- [DESCRIPTION OF THE TASK] Copy out the entire listing below line for line without changing anything, and leave the pictures out.

- [RECORDS TO USE]
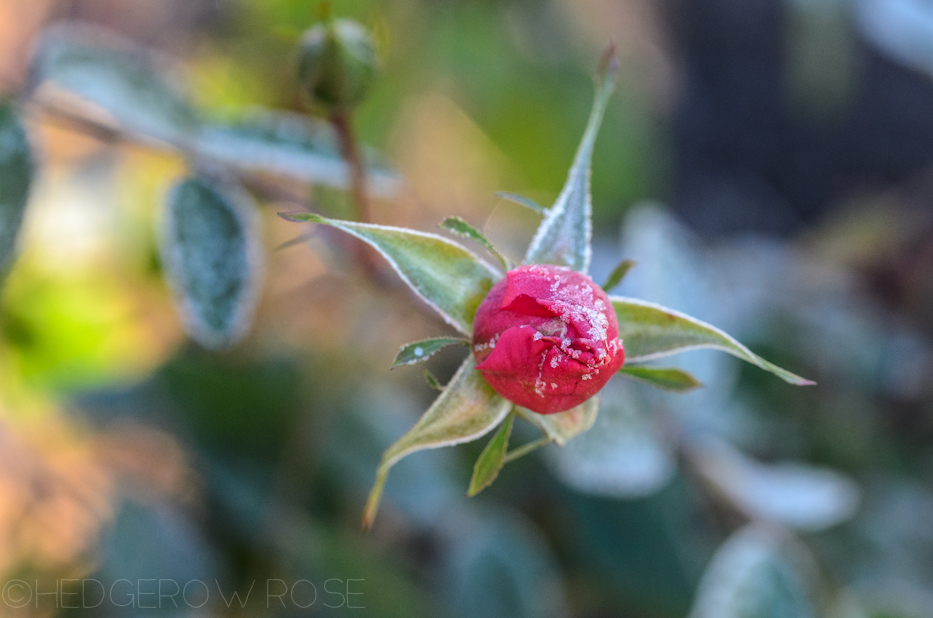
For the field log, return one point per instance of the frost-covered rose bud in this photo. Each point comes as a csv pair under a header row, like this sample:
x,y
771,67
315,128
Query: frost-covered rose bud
x,y
337,64
546,338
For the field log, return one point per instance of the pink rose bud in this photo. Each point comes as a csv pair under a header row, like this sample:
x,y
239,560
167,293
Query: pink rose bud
x,y
546,338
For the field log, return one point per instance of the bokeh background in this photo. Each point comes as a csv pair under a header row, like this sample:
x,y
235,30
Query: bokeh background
x,y
767,163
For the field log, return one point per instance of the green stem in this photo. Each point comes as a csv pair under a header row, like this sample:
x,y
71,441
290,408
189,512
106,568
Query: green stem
x,y
525,449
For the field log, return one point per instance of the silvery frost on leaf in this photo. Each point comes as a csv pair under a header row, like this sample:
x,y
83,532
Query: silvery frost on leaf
x,y
453,280
98,74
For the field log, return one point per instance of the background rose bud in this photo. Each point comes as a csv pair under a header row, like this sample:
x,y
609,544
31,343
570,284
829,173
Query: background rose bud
x,y
546,338
336,64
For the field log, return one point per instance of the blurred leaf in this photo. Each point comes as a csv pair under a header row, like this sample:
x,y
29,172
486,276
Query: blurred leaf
x,y
651,331
668,379
564,426
622,456
412,353
618,273
792,494
756,574
287,144
154,539
213,259
500,567
433,381
564,236
492,458
111,80
521,200
461,228
96,74
466,410
16,170
451,279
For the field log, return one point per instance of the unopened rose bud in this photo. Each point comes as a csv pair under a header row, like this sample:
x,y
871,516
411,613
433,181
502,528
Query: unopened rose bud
x,y
336,64
546,338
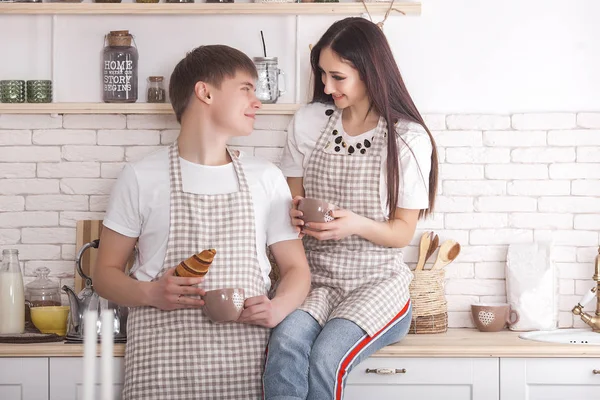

- [ANSWER TO THE TASK]
For the field log, return one point per instance of the frost-covered rose bud in this photo. Each point comes as a csv pair under a header row, like this sample:
x,y
771,67
315,128
Query: frost-covered rose bud
x,y
337,64
546,338
For the field log, return one point per instance of the pink rose bud in this photo. Each point comes as a csv pair under a header row, like this sample:
x,y
239,560
167,293
Query: pink rose bud
x,y
546,338
For the field log, return one point per instance of the bokeh background in this photo. Each point comes as a csv pair under a header row, like this sample:
x,y
235,30
Query: bokeh background
x,y
767,163
For the field log, return one point per instance of the green stem in this photo. Each point comes as a csv pair under a header row, like this sample:
x,y
71,441
290,408
189,512
106,568
Query: green stem
x,y
525,449
For the field log, return one point per instance of the silvery frost on leaf in this photo. Each point comes as a csv pair under a header row, like this sample:
x,y
83,532
Query: silvery frost on leaf
x,y
453,280
98,74
For the field log, return one point per instance of the background rose bud in this photo. Each point comes as a csv pair under a header row, like this sample:
x,y
609,544
31,343
570,284
829,173
Query: background rose bud
x,y
546,338
336,64
For the field log, return one point per instance of the blurred leaf in this photo. Each point comes as a csv pair under a header row, like this sample:
x,y
29,172
486,276
Query: blurred leaf
x,y
651,331
668,379
564,426
622,456
412,353
618,273
792,494
756,574
287,144
154,539
213,259
500,567
433,381
564,236
492,458
111,80
521,200
461,228
96,74
466,410
16,170
451,279
For the field log, return one point per instance of the unopened rose bud in this photo. Each point comes as a csv pair under a header row, like this sample:
x,y
871,516
411,613
433,181
502,528
Query: unopened rose bud
x,y
336,64
546,338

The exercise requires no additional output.